<<<<

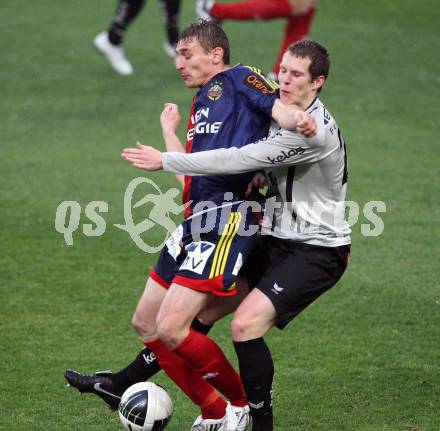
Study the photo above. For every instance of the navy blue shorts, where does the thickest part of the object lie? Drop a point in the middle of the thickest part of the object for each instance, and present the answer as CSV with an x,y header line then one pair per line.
x,y
206,252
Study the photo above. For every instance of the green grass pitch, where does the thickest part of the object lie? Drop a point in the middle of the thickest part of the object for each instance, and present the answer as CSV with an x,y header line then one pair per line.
x,y
365,357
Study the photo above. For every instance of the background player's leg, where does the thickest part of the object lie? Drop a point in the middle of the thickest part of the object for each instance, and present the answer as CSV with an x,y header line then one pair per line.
x,y
297,28
251,10
126,12
253,318
109,43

>>>>

WORK TO BE COMPLETED:
Restate the preceding entries in full, word for word, with the pictures removed.

EXERCISE OUTPUT:
Study the photo above. For every instance of the navy blue shorts, where does the thickest part of the object lie? Drop a point in the middle of the thickest part of the object for each instance, and present the answer as CSV with an x,y header line then one pair per line.
x,y
206,252
Study the photo above. For every instance of the green grass pitch, where does the thickest part of the object lie? Drop a point in the middle of the thickest part of the object for each instance, and present the answer as CSV with an x,y header line then one pair per line.
x,y
365,357
Study the photo above. For every instance of the background player's leg, where does the thickest part of the object lie? Drop a point in the middle of the thickest part of the object for each instance, and present the answer as CSV with an x,y header line then one pair per line.
x,y
297,28
251,10
126,12
253,318
109,43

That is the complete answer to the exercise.